▸ **Questions to answer**:
- A) From the Still Alice review, reproduce everything from "Still Alice is" down to "of her abilities.".
- B) In the Still Alice review, which Oscar nomination does the film have?
- C) List every actor named in the Still Alice review.

▸ **Source text**:
= = = = = = =
Friday, February 13, 2015

"Still Alice": Moore Saves From Mediocrity

Now In Theaters

Oscar Nominations

Best Lead Actress - Julianne Moore

Still Alice is not a great movie.  It barely even qualifies as a good movie.  There’s nothing wrong with it per se, but the type of film it is feels like it belongs on the Lifetime channel as a Movie of the Week.  There are no real character arcs or much in the way of cinematic artistry; any attempts to make interesting statements through the medium come off as basic and ultimately inconsequential.  This is a sad film about a woman suffering from a disease, and the film serves its purpose in acting as a by-the-numbers terminal illness sympathy-inducer that isn’t ambitious beyond its casting choices.  And while big names like Kristen Stewart and Alec Baldwin simply play versions of the same personas we’ve seen them adopt time and again, Julianne Moore as the titular Alice delivers this film from the depths of mediocrity into being a showcase for the range of her abilities.
= = = = = = =
▸ **Extracted information**:
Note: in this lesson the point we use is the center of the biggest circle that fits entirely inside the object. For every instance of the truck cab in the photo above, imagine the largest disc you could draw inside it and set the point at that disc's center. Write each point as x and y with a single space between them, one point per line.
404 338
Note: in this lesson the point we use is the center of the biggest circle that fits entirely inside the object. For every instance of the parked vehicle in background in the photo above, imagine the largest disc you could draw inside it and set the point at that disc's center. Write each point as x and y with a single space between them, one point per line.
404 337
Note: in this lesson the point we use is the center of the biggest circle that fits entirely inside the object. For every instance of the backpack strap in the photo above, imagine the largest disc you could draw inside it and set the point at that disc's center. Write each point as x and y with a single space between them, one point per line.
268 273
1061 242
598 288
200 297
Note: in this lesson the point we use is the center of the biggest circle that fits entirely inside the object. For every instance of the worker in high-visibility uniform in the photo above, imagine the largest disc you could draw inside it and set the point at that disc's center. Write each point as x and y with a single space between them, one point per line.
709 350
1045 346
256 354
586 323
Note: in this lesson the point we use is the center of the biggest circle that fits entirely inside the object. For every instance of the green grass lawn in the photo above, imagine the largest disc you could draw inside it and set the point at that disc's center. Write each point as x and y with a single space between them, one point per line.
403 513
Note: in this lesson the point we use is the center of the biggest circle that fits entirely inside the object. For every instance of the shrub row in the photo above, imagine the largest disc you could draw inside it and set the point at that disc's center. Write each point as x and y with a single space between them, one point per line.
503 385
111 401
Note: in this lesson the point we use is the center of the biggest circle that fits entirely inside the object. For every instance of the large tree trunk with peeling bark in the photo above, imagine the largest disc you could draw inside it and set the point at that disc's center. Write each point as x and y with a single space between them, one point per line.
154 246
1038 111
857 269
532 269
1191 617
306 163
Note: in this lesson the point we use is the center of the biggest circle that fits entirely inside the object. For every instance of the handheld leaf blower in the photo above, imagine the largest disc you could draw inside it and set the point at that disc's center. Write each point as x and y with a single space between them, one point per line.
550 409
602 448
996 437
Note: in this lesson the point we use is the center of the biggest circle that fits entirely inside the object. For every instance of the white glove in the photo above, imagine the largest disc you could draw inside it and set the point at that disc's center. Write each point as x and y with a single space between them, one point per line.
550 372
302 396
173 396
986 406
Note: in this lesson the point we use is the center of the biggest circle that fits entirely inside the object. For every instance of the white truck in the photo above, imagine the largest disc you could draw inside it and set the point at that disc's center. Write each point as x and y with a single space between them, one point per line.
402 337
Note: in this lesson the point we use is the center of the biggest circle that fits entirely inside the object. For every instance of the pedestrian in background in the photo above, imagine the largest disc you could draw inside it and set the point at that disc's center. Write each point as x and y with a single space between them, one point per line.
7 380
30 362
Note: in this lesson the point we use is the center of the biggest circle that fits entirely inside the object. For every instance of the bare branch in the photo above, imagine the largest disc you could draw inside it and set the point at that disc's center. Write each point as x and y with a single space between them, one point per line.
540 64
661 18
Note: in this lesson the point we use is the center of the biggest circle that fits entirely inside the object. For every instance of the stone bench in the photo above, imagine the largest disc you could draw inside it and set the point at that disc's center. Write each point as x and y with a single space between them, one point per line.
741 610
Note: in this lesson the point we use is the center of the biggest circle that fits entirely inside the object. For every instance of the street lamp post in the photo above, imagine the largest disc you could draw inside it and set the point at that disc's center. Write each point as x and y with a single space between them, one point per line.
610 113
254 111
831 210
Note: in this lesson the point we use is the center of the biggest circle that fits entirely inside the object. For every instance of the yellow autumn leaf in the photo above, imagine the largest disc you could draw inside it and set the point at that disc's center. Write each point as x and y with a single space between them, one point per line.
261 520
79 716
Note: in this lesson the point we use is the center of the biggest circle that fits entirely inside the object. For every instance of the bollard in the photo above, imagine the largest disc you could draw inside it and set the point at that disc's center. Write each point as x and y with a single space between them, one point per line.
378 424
= = = = = = =
▸ **Exercise solutions**:
- A)
Still Alice is not a great movie.  It barely even qualifies as a good movie.  There’s nothing wrong with it per se, but the type of film it is feels like it belongs on the Lifetime channel as a Movie of the Week.  There are no real character arcs or much in the way of cinematic artistry; any attempts to make interesting statements through the medium come off as basic and ultimately inconsequential.  This is a sad film about a woman suffering from a disease, and the film serves its purpose in acting as a by-the-numbers terminal illness sympathy-inducer that isn’t ambitious beyond its casting choices.  And while big names like Kristen Stewart and Alec Baldwin simply play versions of the same personas we’ve seen them adopt time and again, Julianne Moore as the titular Alice delivers this film from the depths of mediocrity into being a showcase for the range of her abilities.

- B) Best Lead Actress, for Julianne Moore.

- C)
Julianne Moore
Kristen Stewart
Alec Baldwin